### [TASK TO COMPLETE]
Copy out each of the following lines word for word, keeping every character unchanged.
* Begin *
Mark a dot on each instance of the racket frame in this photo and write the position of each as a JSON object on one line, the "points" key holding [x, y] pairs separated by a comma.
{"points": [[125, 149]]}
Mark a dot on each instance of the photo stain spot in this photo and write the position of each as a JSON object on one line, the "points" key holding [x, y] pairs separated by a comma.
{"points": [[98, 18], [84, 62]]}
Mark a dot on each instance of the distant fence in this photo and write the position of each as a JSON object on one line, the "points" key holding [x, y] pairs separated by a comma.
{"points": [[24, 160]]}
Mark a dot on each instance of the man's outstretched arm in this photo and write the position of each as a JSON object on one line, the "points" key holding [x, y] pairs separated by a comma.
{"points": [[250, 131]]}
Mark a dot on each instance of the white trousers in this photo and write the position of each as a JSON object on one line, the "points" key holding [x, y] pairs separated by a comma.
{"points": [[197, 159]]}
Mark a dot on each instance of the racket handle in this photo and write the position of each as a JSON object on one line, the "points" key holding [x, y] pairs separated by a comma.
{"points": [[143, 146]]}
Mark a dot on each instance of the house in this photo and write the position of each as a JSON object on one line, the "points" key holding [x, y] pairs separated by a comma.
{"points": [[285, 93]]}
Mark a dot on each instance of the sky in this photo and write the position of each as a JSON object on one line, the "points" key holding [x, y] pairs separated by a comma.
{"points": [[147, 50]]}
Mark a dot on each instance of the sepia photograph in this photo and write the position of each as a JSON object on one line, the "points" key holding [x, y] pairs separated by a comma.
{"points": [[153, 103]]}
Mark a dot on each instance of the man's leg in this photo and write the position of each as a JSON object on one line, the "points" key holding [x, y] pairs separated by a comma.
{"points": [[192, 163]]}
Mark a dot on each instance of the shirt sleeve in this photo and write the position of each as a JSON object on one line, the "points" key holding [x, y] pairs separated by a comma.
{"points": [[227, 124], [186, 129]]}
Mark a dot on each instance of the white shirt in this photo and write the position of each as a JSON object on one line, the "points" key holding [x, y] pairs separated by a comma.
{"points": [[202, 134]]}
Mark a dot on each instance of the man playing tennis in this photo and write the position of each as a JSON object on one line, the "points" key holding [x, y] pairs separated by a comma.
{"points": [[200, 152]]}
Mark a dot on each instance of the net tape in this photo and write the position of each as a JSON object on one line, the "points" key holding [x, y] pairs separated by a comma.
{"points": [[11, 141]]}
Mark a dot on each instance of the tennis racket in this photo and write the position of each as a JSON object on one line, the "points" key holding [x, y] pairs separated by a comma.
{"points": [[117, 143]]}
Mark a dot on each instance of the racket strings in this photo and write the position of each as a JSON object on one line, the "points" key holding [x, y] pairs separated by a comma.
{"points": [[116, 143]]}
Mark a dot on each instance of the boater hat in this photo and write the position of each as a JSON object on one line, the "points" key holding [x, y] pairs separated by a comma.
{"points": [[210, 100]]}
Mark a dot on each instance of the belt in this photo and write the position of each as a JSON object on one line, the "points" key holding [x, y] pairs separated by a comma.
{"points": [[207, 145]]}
* End *
### [FINISHED EXERCISE]
Mark a dot on each instance of the racket frame in this photo and write the position of each as a JSON object on one line, the "points" key holding [x, y] pairs separated by a comma.
{"points": [[125, 149]]}
Mark a dot on each instance of the photo stain spot in this photo and write the position of each as a JSON object on one line, the "points" key holding [x, y] pairs separated by a comma.
{"points": [[98, 18], [84, 62]]}
Mark a dot on each instance of the distant fence in this photo and write the position of each as a JSON object on one line, the "points" key holding [x, y] pairs separated by a comma.
{"points": [[24, 160]]}
Mark a dot on each instance of the man's outstretched arm in this photo and write the position of each as a JSON object on one line, the "points" key holding [x, y] pairs separated by a comma.
{"points": [[250, 131]]}
Mark a dot on each instance of the white trousers in this photo and write the position of each as a JSON object on one line, the "points" key holding [x, y] pairs separated by a comma.
{"points": [[197, 159]]}
Mark a dot on each instance of the racket handle in this photo and write the position of each as a JSON object on one line, the "points" key holding [x, y] pairs separated by a comma.
{"points": [[143, 146]]}
Mark a dot on each instance of the house in this photo and write the position of each as a JSON object on one line, the "points" key holding [x, y] pairs separated by a comma.
{"points": [[285, 93]]}
Mark a dot on each instance of the sky in this photo and write the position of each as a JSON object on one line, the "points" key holding [x, y] pairs separated by a comma.
{"points": [[147, 50]]}
Mark a dot on each instance of the sepia photograph in this photo and write the position of each as a JSON object on one line, the "points" key holding [x, y] pairs separated by a comma.
{"points": [[153, 103]]}
Mark a dot on each instance of the man's leg in this photo and write the position of each as a JSON object on one line, the "points" key holding [x, y] pairs separated by a comma.
{"points": [[192, 163]]}
Mark a dot on each instance of the shirt sleeve in this photo and write the position of each as a JSON object on one line, the "points" key holding [x, y] pairs separated by a comma.
{"points": [[227, 124], [186, 129]]}
Mark a dot on each instance of the white shirt in this photo and write the position of each as a JSON object on one line, the "points" key holding [x, y] pairs separated by a comma.
{"points": [[202, 134]]}
Mark a dot on each instance of the man playing tennis in this photo and write the position of each as a JSON object on one line, the "points" key holding [x, y] pairs separated by a comma.
{"points": [[200, 152]]}
Mark a dot on each instance of the net tape in this photo and write the position of each as a JSON object on one line, the "points" key holding [x, y] pairs separated by a comma.
{"points": [[11, 141]]}
Mark a dot on each instance of the tennis racket in this photo and write the position of each as a JSON object on one line, the "points" key holding [x, y] pairs separated by a comma.
{"points": [[117, 143]]}
Mark a dot on each instance of the racket strings in this photo and write the position of each as a JSON object on one line, the "points" key holding [x, y] pairs separated by a comma.
{"points": [[116, 143]]}
Mark a dot on each instance of the boater hat in this photo and write the position of each as a JSON object on one line, the "points" key holding [x, y] pairs separated by a comma.
{"points": [[210, 100]]}
Mark a dot on each instance of the belt in this photo and write the position of each as a JSON object on one line, the "points" key holding [x, y] pairs separated by a comma.
{"points": [[207, 145]]}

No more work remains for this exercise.